» **TEXT SECTION**
Segment Open

= Jaime Bayona =

Peruvian physician

Jaime Bayona García is a Peruvian physician who focuses on public health and he has become a specialist in studying the epidemiology of tuberculosis. He is also known for his case studies on HIV/AIDS in Peru and other developing countries. Dr. Bayona has also done work on how public health systems should improve, in terms of providing the best approach to help the sick that cannot afford health care.

== Involvement in Peru ==
In 1994, Bayona was recruited in Peru to become the director of Socios en Salud (SES); a sister organization of Partners in Health (PIH) that started in Lima, Peru, to treat multidrug-resistant tuberculosis (MDR-TB) and HIV/AIDS in patients, and to provide health care to the poor who live in limited-resource environments. Once he became the director of SES, he had to manage a large group of 150 and growing staff of community health workers along with keeping up to date with NIH grants (National Institutes of Health).

Segment Closed

» **ACTIVITIES**
- 1) In one to three sentences, explain what Socios en Salud was started to do, according to the article on Jaime Bayona.
- 2) Answer these questions using the article on Jaime Bayona:
(a) Which disease has Bayona become a specialist in studying the epidemiology of?
(b) In what year was he recruited in Peru?
(c) How large was the staff of community health workers he had to manage as director?
- 3) Continue the article on Jaime Bayona from where it stops.
None of the tasks use the data.

» **RECORDS SUPPLIED**

Segment Open

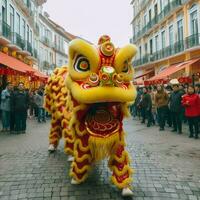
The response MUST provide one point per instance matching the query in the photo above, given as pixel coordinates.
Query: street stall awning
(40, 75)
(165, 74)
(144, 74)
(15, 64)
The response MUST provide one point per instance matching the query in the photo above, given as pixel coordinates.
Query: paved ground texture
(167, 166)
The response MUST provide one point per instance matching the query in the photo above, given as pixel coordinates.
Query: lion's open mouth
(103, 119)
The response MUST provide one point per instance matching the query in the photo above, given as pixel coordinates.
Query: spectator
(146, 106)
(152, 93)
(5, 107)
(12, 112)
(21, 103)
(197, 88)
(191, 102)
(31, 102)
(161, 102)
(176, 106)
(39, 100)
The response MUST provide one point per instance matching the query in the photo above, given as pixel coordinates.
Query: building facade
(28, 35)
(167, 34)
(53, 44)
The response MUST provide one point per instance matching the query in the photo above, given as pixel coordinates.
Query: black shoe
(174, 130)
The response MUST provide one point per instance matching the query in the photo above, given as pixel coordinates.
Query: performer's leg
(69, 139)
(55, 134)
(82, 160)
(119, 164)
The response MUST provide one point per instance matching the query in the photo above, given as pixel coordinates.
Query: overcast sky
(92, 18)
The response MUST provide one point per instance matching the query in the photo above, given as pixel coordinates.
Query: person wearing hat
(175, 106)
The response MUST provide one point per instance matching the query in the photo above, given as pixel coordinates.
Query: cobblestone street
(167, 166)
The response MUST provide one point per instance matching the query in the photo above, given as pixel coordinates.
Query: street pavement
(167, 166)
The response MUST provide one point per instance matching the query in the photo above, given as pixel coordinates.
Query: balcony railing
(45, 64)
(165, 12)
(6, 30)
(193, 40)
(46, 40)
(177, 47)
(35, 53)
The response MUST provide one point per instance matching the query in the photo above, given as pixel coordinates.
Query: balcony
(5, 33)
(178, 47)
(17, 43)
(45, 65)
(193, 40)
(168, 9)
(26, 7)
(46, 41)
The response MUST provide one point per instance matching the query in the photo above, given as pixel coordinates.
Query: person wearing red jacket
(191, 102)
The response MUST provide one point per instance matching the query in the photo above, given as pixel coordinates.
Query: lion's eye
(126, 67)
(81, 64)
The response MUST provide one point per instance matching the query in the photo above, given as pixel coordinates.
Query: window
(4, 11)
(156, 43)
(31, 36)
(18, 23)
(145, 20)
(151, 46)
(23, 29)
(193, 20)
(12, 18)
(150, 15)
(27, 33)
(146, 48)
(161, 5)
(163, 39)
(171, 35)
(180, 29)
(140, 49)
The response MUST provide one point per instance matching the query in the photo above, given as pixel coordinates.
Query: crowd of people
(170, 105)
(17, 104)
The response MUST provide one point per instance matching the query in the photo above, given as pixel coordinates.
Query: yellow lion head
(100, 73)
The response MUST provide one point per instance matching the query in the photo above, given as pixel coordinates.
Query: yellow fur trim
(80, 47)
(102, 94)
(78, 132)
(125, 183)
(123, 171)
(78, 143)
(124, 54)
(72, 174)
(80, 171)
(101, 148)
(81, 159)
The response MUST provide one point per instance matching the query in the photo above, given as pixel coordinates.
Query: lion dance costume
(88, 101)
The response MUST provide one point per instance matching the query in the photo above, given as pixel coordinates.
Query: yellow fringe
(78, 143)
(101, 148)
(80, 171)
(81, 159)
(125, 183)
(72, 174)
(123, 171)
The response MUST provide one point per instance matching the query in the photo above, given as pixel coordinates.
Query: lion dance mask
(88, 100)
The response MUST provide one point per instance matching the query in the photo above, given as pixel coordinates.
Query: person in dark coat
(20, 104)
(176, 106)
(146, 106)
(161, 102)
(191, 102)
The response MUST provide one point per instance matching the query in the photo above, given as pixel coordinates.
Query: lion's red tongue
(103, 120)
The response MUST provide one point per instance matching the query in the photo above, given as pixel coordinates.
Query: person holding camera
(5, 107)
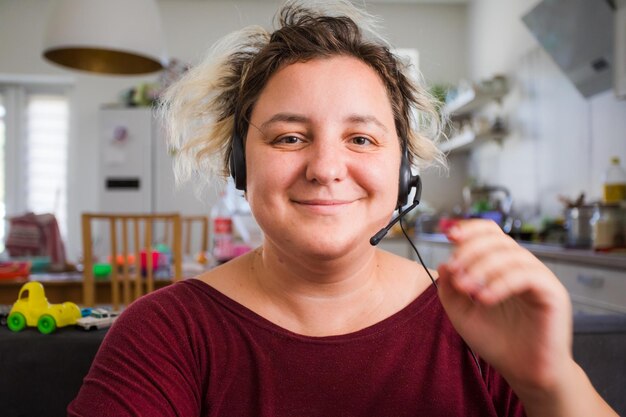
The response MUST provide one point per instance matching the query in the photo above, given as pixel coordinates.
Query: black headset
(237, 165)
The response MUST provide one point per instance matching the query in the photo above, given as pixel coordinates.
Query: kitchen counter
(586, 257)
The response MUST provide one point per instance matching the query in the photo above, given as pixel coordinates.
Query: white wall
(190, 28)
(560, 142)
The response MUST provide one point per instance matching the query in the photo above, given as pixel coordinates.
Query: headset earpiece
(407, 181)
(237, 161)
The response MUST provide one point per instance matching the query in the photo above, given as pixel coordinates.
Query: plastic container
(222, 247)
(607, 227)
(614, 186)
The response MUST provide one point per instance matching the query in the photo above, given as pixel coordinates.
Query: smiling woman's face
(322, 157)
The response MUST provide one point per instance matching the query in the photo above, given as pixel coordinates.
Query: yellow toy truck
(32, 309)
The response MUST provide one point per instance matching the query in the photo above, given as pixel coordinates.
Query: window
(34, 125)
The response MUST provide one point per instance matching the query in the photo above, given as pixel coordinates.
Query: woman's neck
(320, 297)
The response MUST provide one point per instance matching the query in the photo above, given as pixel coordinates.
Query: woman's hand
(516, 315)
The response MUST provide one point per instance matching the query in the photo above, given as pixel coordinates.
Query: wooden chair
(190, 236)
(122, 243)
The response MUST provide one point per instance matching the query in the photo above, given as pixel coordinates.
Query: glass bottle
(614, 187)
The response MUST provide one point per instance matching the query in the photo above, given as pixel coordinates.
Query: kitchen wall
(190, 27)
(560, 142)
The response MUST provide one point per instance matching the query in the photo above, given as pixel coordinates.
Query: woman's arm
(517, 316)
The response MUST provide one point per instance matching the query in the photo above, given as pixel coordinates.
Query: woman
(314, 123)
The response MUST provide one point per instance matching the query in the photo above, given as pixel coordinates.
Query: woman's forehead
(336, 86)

Segment Closed
Segment Open

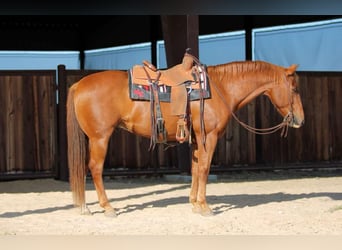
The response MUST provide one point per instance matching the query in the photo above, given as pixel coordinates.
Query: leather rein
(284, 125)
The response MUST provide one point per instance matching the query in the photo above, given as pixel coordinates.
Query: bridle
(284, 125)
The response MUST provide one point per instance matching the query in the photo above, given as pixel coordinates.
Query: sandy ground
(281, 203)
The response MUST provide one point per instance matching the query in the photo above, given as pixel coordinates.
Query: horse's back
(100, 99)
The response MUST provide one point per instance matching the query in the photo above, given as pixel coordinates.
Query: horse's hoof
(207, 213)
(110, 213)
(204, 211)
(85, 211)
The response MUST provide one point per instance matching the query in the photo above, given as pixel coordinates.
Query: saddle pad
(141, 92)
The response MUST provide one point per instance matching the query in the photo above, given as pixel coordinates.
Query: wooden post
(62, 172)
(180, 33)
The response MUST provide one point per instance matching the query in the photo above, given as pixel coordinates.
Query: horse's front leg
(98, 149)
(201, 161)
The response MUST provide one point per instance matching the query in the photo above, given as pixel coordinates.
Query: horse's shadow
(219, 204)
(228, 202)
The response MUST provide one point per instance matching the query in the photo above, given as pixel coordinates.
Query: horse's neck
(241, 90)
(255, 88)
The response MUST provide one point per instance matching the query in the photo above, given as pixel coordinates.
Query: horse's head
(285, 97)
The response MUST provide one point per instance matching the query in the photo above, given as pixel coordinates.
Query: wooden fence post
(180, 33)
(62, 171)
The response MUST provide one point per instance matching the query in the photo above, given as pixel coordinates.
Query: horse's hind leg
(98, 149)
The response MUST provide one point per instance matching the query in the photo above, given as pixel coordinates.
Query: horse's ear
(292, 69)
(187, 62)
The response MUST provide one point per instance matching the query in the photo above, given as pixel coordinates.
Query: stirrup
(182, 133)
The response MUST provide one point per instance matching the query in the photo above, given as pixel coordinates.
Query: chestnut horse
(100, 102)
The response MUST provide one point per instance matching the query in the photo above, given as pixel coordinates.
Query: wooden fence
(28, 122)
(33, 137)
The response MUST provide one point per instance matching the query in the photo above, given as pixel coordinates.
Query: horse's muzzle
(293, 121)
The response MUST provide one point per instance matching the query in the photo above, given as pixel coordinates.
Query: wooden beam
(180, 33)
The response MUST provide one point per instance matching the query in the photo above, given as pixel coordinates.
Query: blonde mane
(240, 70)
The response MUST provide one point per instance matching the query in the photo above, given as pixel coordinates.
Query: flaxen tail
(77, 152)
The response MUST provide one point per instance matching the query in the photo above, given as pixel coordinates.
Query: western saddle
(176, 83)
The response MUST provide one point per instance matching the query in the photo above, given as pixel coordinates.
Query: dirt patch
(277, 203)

Segment Closed

» **ANSWERS FOR THE EXERCISE**
- 1) Socios en Salud, a sister organization of Partners in Health, was started in Lima, Peru, to treat patients with multidrug-resistant tuberculosis and HIV/AIDS. It also aimed to provide health care to poor people living in limited-resource environments.

- 2)
(a) Tuberculosis.
(b) 1994.
(c) 150, and still growing.

- 3)
== Demonstrating MDR-TB efforts in Peru ==
Bayona, with Jim Yong Kim and Paul Farmer, worked on expanding MDR-TB treatment in Peru but were threatened by the Peruvian government to stop or leave the country. They knew it would be important to build a strong relationship with the Peruvian government if they were going to treat MDR-TB patients under government policy. Community health workers under Dr. Bayona continued to observe their patients regardless of the Peruvian government's warning. Community health workers gave emotional support and observed patients taking their medications. Community health workers noted any side effects the patients had and reported the information to doctors so appropriate changes could be made. Patients were asked to be on medications for longer periods if necessary. Fifty patients were cured by community health workers under Dr. Bayona. The cure rate reached above 80 percent. Bayona, Kim and Farmer convinced the Peruvian government, along with the World Health Organization, to reconsider the usage of these medications for MDR-TB and they reformed their policies.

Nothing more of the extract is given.